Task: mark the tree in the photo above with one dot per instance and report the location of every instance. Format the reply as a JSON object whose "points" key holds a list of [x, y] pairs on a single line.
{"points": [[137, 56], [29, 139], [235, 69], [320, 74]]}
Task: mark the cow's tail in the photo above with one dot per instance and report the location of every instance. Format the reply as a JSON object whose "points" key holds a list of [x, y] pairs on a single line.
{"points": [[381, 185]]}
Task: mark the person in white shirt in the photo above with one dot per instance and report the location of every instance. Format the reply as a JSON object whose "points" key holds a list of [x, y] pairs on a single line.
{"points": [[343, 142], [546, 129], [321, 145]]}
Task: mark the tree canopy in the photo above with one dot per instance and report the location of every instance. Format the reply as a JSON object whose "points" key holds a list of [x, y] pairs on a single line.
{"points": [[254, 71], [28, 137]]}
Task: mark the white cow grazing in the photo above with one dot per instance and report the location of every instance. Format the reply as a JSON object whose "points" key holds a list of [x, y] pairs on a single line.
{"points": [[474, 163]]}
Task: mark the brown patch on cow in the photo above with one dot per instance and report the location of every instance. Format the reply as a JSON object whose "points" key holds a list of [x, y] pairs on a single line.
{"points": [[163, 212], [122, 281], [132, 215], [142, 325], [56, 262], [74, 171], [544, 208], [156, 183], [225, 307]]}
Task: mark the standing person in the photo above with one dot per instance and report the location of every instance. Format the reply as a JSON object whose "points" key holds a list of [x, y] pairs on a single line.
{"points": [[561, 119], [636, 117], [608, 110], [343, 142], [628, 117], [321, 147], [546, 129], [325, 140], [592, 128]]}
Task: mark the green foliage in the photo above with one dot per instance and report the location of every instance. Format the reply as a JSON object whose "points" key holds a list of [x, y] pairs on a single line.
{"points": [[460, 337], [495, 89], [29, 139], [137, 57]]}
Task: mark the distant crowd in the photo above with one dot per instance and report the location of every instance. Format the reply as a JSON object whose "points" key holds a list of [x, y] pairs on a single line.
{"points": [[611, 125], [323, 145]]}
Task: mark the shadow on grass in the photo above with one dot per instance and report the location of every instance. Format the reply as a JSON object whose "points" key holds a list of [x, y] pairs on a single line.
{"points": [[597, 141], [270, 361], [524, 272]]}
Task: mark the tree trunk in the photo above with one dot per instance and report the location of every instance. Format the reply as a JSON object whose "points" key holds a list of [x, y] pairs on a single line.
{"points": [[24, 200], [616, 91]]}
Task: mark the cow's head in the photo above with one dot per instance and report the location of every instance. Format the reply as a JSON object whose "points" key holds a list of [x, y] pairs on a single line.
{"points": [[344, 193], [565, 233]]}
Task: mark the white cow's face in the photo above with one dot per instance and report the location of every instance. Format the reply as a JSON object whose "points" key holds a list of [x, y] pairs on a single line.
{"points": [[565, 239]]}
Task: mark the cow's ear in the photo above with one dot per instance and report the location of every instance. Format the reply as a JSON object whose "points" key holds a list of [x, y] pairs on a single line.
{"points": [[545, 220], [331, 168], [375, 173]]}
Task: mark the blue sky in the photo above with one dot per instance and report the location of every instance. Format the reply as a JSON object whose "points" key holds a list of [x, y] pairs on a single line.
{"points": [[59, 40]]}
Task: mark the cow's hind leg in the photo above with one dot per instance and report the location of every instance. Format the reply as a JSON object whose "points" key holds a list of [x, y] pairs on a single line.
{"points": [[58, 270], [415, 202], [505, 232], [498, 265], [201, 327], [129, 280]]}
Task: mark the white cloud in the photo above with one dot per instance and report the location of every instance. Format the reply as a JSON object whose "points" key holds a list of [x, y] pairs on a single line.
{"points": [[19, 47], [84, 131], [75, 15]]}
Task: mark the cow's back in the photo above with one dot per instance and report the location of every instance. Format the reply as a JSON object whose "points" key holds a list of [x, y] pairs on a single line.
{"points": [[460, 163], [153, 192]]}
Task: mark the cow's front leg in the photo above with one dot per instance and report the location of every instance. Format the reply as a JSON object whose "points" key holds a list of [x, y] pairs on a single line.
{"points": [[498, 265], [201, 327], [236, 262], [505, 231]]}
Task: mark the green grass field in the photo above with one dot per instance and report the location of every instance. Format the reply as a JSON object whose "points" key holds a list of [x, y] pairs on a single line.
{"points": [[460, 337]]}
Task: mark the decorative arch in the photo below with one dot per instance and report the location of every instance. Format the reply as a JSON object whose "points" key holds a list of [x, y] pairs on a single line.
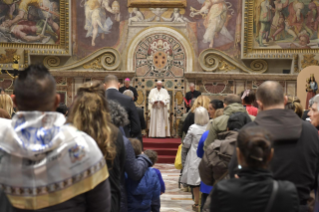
{"points": [[178, 36]]}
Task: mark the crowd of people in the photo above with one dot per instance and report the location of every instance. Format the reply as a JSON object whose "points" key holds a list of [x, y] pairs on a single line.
{"points": [[257, 151]]}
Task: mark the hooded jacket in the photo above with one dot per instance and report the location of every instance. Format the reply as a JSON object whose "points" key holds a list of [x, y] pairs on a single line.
{"points": [[140, 194], [296, 149], [220, 123]]}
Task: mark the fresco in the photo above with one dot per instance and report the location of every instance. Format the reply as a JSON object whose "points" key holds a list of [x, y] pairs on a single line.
{"points": [[104, 23], [286, 24], [30, 21]]}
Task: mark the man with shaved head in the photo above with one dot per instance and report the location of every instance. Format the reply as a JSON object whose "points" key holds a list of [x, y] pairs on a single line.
{"points": [[191, 95], [296, 143], [159, 100]]}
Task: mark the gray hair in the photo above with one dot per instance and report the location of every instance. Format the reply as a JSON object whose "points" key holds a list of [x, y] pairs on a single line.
{"points": [[129, 93], [201, 116], [118, 114]]}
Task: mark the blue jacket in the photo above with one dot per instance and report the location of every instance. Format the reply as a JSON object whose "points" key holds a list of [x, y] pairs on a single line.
{"points": [[200, 152], [140, 194]]}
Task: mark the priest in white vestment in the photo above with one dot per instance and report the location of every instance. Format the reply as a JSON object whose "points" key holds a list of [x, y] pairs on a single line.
{"points": [[159, 101]]}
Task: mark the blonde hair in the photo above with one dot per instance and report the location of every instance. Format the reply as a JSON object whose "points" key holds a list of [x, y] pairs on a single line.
{"points": [[89, 114], [201, 101], [6, 103], [201, 116]]}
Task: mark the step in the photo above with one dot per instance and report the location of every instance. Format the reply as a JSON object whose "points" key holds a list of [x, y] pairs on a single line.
{"points": [[166, 159], [164, 151]]}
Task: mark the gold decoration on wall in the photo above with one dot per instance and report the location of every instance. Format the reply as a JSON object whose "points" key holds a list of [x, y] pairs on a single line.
{"points": [[309, 60], [8, 56], [211, 60], [157, 3], [104, 59]]}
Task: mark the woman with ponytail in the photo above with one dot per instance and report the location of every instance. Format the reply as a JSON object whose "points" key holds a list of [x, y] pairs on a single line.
{"points": [[254, 189]]}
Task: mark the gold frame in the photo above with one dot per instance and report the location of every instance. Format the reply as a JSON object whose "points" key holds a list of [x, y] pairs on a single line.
{"points": [[248, 50], [156, 3], [53, 49]]}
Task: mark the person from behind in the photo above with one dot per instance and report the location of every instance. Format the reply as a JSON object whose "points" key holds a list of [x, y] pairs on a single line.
{"points": [[190, 174], [214, 165], [248, 98], [256, 189], [156, 204], [295, 141], [47, 151], [143, 194], [6, 104]]}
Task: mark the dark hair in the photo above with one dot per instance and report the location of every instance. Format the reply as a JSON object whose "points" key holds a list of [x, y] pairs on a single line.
{"points": [[237, 120], [255, 144], [231, 99], [62, 108], [152, 155], [136, 146], [110, 78], [35, 89], [217, 104], [270, 93], [250, 98]]}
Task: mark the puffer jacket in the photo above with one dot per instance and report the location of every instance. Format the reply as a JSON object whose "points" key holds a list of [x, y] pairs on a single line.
{"points": [[215, 163], [220, 123], [140, 194]]}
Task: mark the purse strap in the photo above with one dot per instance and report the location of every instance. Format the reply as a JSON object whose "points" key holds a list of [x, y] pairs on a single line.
{"points": [[272, 197]]}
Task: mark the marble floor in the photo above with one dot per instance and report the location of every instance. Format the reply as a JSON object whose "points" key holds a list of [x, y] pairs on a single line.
{"points": [[174, 199]]}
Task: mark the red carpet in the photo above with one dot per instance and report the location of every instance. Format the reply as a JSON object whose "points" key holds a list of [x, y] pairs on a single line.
{"points": [[166, 148]]}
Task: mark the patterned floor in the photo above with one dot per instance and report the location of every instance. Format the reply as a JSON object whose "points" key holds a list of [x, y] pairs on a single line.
{"points": [[174, 200]]}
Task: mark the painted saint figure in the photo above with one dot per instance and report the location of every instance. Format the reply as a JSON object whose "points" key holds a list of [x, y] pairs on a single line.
{"points": [[96, 21], [311, 88], [159, 100]]}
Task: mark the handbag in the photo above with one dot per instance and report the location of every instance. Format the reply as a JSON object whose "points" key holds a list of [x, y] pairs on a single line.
{"points": [[178, 158]]}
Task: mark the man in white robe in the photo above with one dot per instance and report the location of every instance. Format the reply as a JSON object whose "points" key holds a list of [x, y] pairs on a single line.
{"points": [[159, 100]]}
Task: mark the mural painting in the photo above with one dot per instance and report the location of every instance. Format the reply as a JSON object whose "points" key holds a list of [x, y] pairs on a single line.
{"points": [[286, 24], [30, 21]]}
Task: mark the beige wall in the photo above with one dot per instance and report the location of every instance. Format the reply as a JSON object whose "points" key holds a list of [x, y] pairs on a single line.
{"points": [[301, 82]]}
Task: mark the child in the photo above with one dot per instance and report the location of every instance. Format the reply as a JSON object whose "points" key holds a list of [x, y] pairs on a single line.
{"points": [[152, 155], [141, 194]]}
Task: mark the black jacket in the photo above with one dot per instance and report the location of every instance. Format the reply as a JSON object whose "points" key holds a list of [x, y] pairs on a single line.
{"points": [[122, 89], [133, 129], [95, 200], [251, 193], [296, 147]]}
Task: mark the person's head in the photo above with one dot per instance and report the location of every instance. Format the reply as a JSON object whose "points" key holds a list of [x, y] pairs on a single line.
{"points": [[201, 116], [254, 147], [191, 87], [231, 99], [159, 85], [152, 155], [89, 114], [271, 95], [118, 114], [237, 120], [35, 90], [6, 103], [62, 108], [294, 105], [111, 81], [136, 146], [127, 82], [219, 112], [213, 106], [200, 101], [314, 111], [248, 97], [129, 93]]}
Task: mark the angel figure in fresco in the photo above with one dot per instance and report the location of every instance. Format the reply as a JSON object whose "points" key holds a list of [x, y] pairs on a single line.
{"points": [[96, 21], [216, 12]]}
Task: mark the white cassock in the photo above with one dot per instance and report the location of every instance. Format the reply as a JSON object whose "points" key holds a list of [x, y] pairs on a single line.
{"points": [[159, 124]]}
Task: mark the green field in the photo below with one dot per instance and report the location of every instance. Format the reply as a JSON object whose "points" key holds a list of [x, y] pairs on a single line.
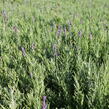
{"points": [[54, 48]]}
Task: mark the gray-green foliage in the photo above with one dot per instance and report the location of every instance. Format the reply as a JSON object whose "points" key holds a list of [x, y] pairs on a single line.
{"points": [[58, 49]]}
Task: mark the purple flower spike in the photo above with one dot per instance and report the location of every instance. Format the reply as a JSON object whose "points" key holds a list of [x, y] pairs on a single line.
{"points": [[70, 25], [44, 106], [80, 34], [59, 31], [90, 36], [23, 51]]}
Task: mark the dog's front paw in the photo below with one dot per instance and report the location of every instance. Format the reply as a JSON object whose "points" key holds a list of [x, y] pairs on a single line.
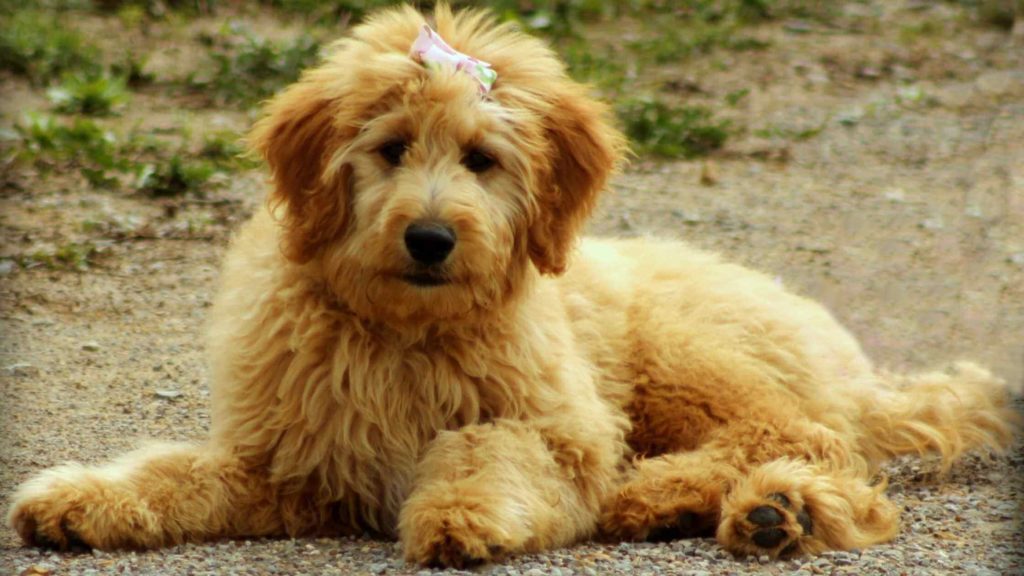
{"points": [[774, 527], [67, 508], [460, 532], [47, 511]]}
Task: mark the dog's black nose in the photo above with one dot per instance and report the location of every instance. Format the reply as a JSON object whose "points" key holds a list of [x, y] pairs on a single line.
{"points": [[429, 243]]}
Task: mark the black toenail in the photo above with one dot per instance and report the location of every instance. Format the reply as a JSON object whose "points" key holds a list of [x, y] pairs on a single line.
{"points": [[769, 537], [805, 522], [765, 516]]}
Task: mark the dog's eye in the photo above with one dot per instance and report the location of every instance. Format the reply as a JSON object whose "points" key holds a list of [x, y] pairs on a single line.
{"points": [[477, 161], [392, 152]]}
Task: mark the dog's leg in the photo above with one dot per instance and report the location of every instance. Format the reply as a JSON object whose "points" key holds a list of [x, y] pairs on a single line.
{"points": [[508, 487], [158, 496], [669, 497], [791, 507], [737, 482]]}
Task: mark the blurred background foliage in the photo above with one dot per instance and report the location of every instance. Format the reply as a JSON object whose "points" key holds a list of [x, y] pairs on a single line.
{"points": [[239, 53]]}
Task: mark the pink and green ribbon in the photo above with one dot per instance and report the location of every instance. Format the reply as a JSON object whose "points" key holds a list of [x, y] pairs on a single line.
{"points": [[430, 49]]}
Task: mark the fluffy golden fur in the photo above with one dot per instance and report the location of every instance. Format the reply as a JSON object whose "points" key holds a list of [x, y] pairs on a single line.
{"points": [[547, 391]]}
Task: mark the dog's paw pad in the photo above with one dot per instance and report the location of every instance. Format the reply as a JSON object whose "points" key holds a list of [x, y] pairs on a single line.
{"points": [[451, 553], [769, 537], [765, 516], [805, 522], [776, 526], [686, 525]]}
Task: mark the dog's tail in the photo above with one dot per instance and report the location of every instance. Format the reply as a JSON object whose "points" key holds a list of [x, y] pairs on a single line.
{"points": [[940, 413]]}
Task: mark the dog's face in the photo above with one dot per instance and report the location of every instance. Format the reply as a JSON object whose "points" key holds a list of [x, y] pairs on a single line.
● ● ● ● ●
- [Exercise prompt]: Please write out, exactly as they appear, the lines from the line containing "Task: mark the fluffy" through the last line of the records above, both included.

- [Output]:
Task: mark the fluffy golden fur in the photo above with one dot per instance and report the location of every instance. Format the reply as a JSON object whose "points" key holds a list of [x, y] pairs on a single line.
{"points": [[547, 391]]}
Task: mark the dog's paw pad in the photo above with one dot per instance and report the location of every instance. Format the reply as a JSON object whose "points" key holds a list of [x, y] pairs on a single line.
{"points": [[451, 553], [769, 537], [765, 516], [805, 522], [776, 526], [686, 525]]}
Task: mark the dog's tail in the photo above with one dot per instance and report the location of every instance. Format the reply as a JSON object whose "points" key holds a list of [x, y] pairs on a single line.
{"points": [[940, 413]]}
Task: mark the dog's face in the photo above with one dot per instance and report the location of every instance. Format the reply as a JSON object whose "points" key holds a list of [x, y] pairs on a single line.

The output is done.